# DATA SUPPLIED
+++++

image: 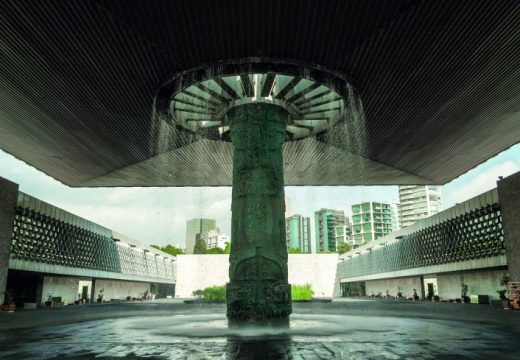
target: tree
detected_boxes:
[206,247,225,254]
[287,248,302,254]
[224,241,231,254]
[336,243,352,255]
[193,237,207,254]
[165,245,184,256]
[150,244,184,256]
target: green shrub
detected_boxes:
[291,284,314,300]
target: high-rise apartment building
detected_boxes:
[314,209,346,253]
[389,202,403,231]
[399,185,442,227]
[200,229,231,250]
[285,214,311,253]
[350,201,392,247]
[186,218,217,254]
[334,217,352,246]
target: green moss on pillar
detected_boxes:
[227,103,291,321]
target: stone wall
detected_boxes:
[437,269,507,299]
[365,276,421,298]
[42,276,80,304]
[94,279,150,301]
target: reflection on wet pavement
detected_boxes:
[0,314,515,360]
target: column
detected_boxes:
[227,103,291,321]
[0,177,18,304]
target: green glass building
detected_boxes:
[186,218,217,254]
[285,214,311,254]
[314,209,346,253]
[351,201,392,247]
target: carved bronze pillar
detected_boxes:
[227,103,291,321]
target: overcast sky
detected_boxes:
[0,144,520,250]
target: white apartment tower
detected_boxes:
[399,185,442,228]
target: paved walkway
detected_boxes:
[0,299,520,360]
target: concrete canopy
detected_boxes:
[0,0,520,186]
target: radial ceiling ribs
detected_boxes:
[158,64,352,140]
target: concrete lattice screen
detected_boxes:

+++++

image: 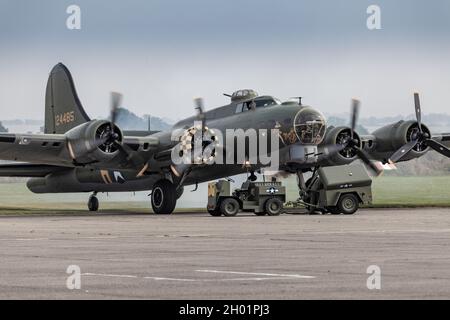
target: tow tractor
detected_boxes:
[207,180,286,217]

+++++

# THE PROBLEM
Return, unchanged, the lines of the entries above, from the line with "target: reflection on wet pavement" up to and including the line with "[399,185,442,228]".

# RESPONSE TO THE EXERCISE
target: reflection on wet pavement
detected_boxes:
[0,314,515,360]
target: column
detected_boxes:
[227,103,291,321]
[0,177,18,304]
target: green glass building
detected_boxes:
[186,218,217,254]
[285,214,311,254]
[314,209,346,253]
[351,201,392,247]
target: carved bronze pillar
detected_boxes:
[227,103,291,321]
target: overcast sky
detected_boxes:
[0,144,520,250]
target: white apartment tower
detected_boxes:
[399,185,442,228]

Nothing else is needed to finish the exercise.